*Task prompt*
Copy out the entries below in full and exactly.

Source records:
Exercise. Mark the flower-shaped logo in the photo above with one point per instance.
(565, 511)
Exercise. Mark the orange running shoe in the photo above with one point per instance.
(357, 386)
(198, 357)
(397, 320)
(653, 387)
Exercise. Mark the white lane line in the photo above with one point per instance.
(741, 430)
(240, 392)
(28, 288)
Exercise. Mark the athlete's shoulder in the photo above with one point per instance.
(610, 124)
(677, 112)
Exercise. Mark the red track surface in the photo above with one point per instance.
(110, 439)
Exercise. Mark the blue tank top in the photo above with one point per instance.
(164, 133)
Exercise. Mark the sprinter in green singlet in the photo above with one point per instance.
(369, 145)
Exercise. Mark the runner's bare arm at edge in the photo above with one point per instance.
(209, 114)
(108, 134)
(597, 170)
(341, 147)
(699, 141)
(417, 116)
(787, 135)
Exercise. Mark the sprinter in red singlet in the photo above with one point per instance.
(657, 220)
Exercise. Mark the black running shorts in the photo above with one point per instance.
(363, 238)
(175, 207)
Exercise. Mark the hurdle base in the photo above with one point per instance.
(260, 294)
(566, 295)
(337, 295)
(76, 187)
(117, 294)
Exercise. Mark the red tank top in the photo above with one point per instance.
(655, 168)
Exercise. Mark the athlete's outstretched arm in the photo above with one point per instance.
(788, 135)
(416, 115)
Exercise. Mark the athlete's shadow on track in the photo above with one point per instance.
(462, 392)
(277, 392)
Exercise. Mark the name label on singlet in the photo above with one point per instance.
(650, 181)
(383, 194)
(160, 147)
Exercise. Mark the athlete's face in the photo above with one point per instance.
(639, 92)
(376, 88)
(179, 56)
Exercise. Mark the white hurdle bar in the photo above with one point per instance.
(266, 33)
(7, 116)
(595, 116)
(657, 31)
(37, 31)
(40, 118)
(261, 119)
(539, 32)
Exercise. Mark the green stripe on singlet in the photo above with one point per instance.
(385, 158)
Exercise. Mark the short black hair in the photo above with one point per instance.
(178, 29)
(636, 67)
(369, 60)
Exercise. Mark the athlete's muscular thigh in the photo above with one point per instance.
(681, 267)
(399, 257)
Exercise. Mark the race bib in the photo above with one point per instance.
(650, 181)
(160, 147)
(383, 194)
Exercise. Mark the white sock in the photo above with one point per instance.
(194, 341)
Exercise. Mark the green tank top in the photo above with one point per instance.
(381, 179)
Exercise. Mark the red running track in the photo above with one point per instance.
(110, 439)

*The answer*
Exercise. Mark the flower-shaped logo in the photo above with one point per instance.
(565, 511)
Exercise. Mark the orange running shoe in the photo above with one point per instance.
(357, 386)
(198, 357)
(397, 320)
(653, 387)
Exercise. Mark the white lane line in the photo above with one point per instance.
(741, 430)
(240, 392)
(28, 288)
Exercise. Mark the athlete's shoulder in the photo above with one point per instance.
(610, 124)
(677, 112)
Exercise. Mark the red track surface in the photo above with one point per instance.
(110, 439)
Exercise. Mark the blue tank top in the photo above with one point per instance.
(164, 133)
Exercise. Mark the sprinter in green singlet in the photo above with one point per instance.
(369, 145)
Exercise. Mark the runner's bare arm at edge in the photo above with one point per instance.
(209, 114)
(108, 134)
(597, 170)
(341, 147)
(699, 141)
(417, 116)
(787, 135)
Exercise. Mark the sprinter in red singlet in the photo above with one point per instance.
(657, 220)
Exercise. Mark the black running shorts in the photo above with one point per instance.
(363, 238)
(175, 207)
Exercise. Mark the hurdle base in the photo above with one point per instance.
(260, 294)
(566, 295)
(337, 295)
(76, 187)
(117, 294)
Exercise. Mark the red tank top in the photo above with one point per instance.
(655, 168)
Exercise. Mark the athlete's outstretched arm in the photo above with one point per instance.
(788, 135)
(416, 115)
Exercise. Mark the athlete's shadow on track in the photo above with one point per instance.
(462, 392)
(277, 392)
Exercise. Mark the name label on singlet in the photo above with one point per instance.
(650, 181)
(383, 194)
(160, 147)
Exercise. Mark the athlete's face in the photo above with one point per instance.
(639, 92)
(376, 88)
(179, 56)
Exercise. Mark the white hurdle bar in the photo above with one point per instance.
(266, 33)
(7, 116)
(595, 116)
(657, 31)
(37, 31)
(40, 118)
(261, 119)
(539, 32)
Exercise. Mark the green stripe on singlet in the photo above with one point per instance.
(385, 158)
Exercise. Mark the short black hair in the photo above with one point per instance.
(178, 29)
(636, 67)
(369, 60)
Exercise. Mark the athlete's muscular thigh in the photo above with one point per instance.
(681, 267)
(399, 257)
Exercise. Mark the race bib in the photo above with one point per instance.
(650, 181)
(160, 147)
(383, 194)
Exercise. Mark the white sock in the photo above with one point per instance.
(194, 341)
Exercise. Mark the green tank top in the photo above with one point per instance.
(381, 179)
Exercise. Mark the red running track in the photo above with one point per instance.
(110, 439)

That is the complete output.